KERJAKAN TUGAS BERIKUT:
[1] Berdasarkan kutipan halaman tentang lampu darurat La Helist, jelaskan dalam satu hingga tiga kalimat alasan kedua mahasiswi mengembangkan lampu darurat dari led dengan batu baterai.
[2] Tentukan apakah setiap pernyataan berikut sesuai dengan kutipan halaman tentang lampu darurat La Helist. Jawab ya atau tidak dan sertakan kutipan persis yang menjadi dasarnya.
(a) Kedua pengembang La Helist berasal dari Blora.
(b) Ferit untuk La Helist harus dibeli dalam keadaan baru.
(c) La Helist menggunakan baterai tipe AAA.
[3] Teruskan kutipan halaman tentang lampu darurat La Helist, dimulai sesudah kalimat terakhir yang ditampilkan.

KUTIPAN HALAMAN:
★ ★ ★ ★ ★ ★ ★
Dua mahasiswi Universitas Gadjah Mada (UGM) berhasil mengembangkan inovasi lampu darurat (emergency) hemat energi yang ramah lingkungan.
Lampu yang dinamai La Helist (Lampu Emergency Hemat Listrik) mampu menjadi solusi bagi masyarakat dalam situasi darurat saat terjadi pemadaman listrik di malam hari.
Keduanya merupakan adik kakak asal Blora, Jawa Tengah, yakni Fadhiela Noer Hafiezha (S1 Teknik Mesin) dan Chaieydha Noer Afiefah (S2 Fakultas Pertanian). Mereka memanfaatkan fitting lampu yang dimodifikasi sehingga menghasilkan lampu dengan terang tidak berbeda seperti lampu yang menggunakan daya listrik PLN.
Fadhiela mengungkapkan pengembangan lampu emergency hemat energi ini terinspirasi dari seringnya pemadaman listrik di wilayah Blora. Pemadaman listrik kerap terjadi, terlebih di kala musim hujan. Hal tersebut menjadikan aktivitas masyarakat terganggu.
“Di Blora sering terjadi pemadaman listrik dan masyarakat masih sering memakai lilin untuk penerangan saat listrik padam, sementara penggunaan lilin berpotensi terjadi kebakaran saat ditinggal tidur. Untuk itulah kami mengembangkan lampu emergency dari led dan menggunakan batu baterai yang aman dan praktis,” paparnya, saat Konferensi Pers di Kantor Humas UGM, Jumat (1/2).
Lampu darurat ini dibuat menggunakan material lokal dan mudah diperoleh di pasaran. Komponen penyusun La Helist diantaranya lampu led, fitiing lampu, trafo ferit, kumparan email, resistor, transistor, saklar, serta batu baterai.
“Pembuatan lampu ini tidak sulit karena materialnya mudah didapat, bahkan khusus ferit dari limbah lampu yang tidak terpakai,” jelasnya.
Untuk menghidupkan lampu menggunakan energi dari baterai kecil tipe AA 1,5 Volt yang biasa dipakai untuk baterai jam dinding. Dikembangkan dalam dua jenis yakni berdaya 3 watt dan 9 watt.
★ ★ ★ ★ ★ ★ ★
CUPLIKAN DATA:

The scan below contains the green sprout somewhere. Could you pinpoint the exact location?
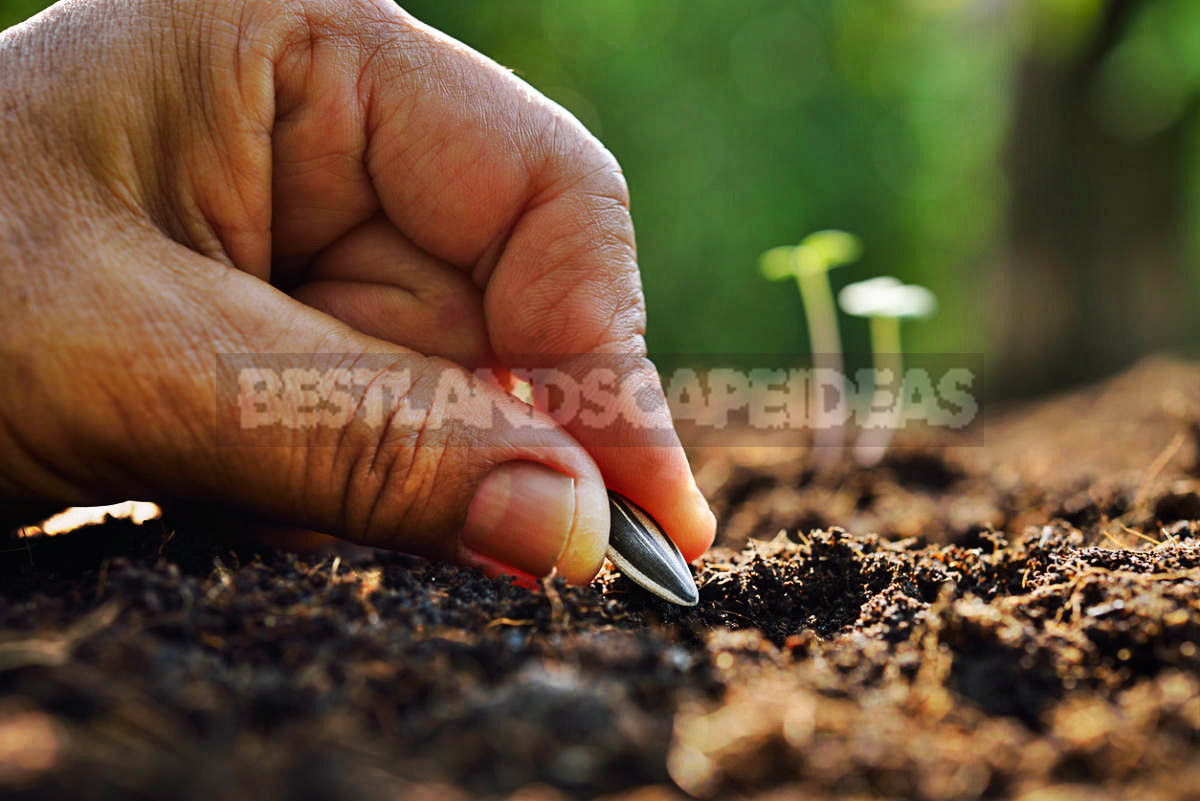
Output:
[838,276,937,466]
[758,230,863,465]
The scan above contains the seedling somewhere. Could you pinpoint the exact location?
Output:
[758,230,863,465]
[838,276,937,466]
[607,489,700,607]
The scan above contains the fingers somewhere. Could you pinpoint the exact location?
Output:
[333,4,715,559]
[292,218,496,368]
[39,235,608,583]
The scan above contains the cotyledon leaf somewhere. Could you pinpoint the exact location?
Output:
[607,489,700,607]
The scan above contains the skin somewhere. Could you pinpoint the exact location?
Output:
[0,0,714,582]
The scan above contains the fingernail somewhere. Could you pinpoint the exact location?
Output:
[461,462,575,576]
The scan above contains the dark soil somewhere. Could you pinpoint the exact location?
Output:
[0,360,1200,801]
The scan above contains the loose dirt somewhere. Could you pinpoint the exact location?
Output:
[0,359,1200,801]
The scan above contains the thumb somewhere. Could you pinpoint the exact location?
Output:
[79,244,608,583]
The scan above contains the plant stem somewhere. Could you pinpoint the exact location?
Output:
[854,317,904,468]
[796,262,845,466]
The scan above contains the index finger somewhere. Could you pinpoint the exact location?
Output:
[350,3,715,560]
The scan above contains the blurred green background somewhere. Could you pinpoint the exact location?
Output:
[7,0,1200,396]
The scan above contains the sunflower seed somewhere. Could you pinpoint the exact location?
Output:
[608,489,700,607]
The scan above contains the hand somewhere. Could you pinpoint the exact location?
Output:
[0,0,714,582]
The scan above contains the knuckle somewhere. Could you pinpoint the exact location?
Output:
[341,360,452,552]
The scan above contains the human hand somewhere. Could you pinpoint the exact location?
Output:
★ ★ ★ ★ ★ ★ ★
KUNCI JAWABAN:
[1] Pemadaman listrik sering terjadi di Blora, terlebih pada musim hujan, sehingga aktivitas masyarakat terganggu dan masyarakat masih sering memakai lilin untuk penerangan. Penggunaan lilin berpotensi menimbulkan kebakaran saat ditinggal tidur. Oleh karena itu, mereka mengembangkan lampu emergency dari led yang menggunakan batu baterai yang aman dan praktis.

[2]
(a) Ya: "Keduanya merupakan adik kakak asal Blora, Jawa Tengah"
(b) Tidak: "bahkan khusus ferit dari limbah lampu yang tidak terpakai"
(c) Tidak: "energi dari baterai kecil tipe AA 1,5 Volt"

[3]
La Helist didesain secara minimalis dilengkapi dengan saklar sehingga dapat dibawa kemana-mana dan dihidupkan kapan saja tanpa tergantung akan aliran listrik PLN. Selain hemat energi, lampu ini mampu menyala lebih dari 12 jam dan juga lebih aman digunakan dibanding menggunakan lilin. Selain itu, mampu menjadi solusi ketika pemadam listrik.
Fadhiela menyebutkan pembuatan lampu ini cukup sederhana. Hanya saja perlu ketelitian dan kesabaran dalam pengerjaan rangkaian lampu.
“Dalam sebulan kita produksi 500-1.000 lampu emergency,”jelasnya.
La Helist telah diproduksi secara massal di Blora. Dalam produksinya mereka dibantu 4 karyawan yang berlaku sebagai teknisi. La Helist dijual dengan harga terjangkau yakni Rp50.000 untuk lampu berdaya 3 watt dan Rp60.000 untuk daya 9 watt.
“Pemesanan sudah menjangkau wilayah Jawa, Sumatera, Kalimantan, dan Sulawesi,” imbuh Chaiyedha.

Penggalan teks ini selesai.